● **WHAT YOU SHOULD DO**
Please return the opinion piece below on Nepal and climate change word for word, in full.

Actions speak louder than words

  • Practicing what we preach will put moral pressure on the global community to deal with climate change
- Prashanta Khanal

Dec 7, 2016-

Nations convened in Marrakech, Morocco last month to maintain momentum on the global deal signed in Paris last December with an aim to keep global temperature rise below two degrees Celsius since pre-industrial times. Nepal ratified the Paris agreement recently vowing to take action against acts that contribute to climate change. Although Nepal calls for immediate reduction in global emissions and claims to be one of the most vulnerable countries in climate negotiations, it has failed to take significant steps to reduce its carbon footprints and make its communities climate resilient. The Low-carbon Economic Development Strategy, which was initiated a couple of years ago is completely stalled, and no further efforts are being made to implement the strategy. So ratifying the Paris Agreement just for the sake of ratifying it will not do any good to the world or the country. It is mere  hypocrisy.

● **PROVIDED RECORDS**
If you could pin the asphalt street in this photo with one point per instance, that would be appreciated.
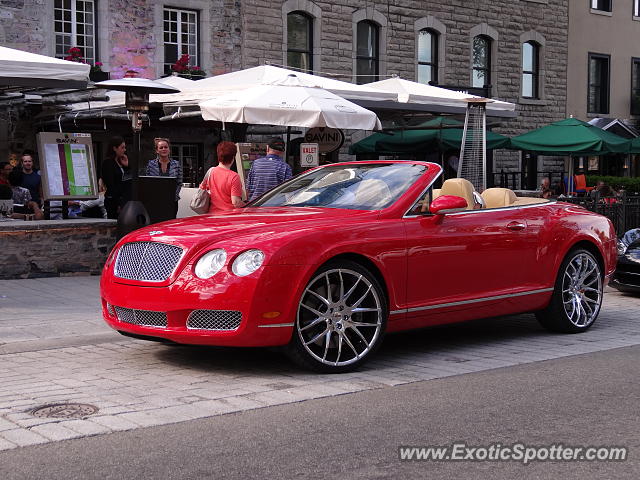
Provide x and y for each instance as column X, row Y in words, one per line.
column 583, row 400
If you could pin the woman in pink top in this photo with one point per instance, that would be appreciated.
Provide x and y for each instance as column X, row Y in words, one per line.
column 223, row 183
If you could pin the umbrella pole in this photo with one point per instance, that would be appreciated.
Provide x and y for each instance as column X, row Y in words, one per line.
column 286, row 151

● **WRITTEN RESPONSE**
Actions speak louder than words

  • Practicing what we preach will put moral pressure on the global community to deal with climate change
- Prashanta Khanal

Dec 7, 2016-

Nations convened in Marrakech, Morocco last month to maintain momentum on the global deal signed in Paris last December with an aim to keep global temperature rise below two degrees Celsius since pre-industrial times. Nepal ratified the Paris agreement recently vowing to take action against acts that contribute to climate change. Although Nepal calls for immediate reduction in global emissions and claims to be one of the most vulnerable countries in climate negotiations, it has failed to take significant steps to reduce its carbon footprints and make its communities climate resilient. The Low-carbon Economic Development Strategy, which was initiated a couple of years ago is completely stalled, and no further efforts are being made to implement the strategy. So ratifying the Paris Agreement just for the sake of ratifying it will not do any good to the world or the country. It is mere  hypocrisy.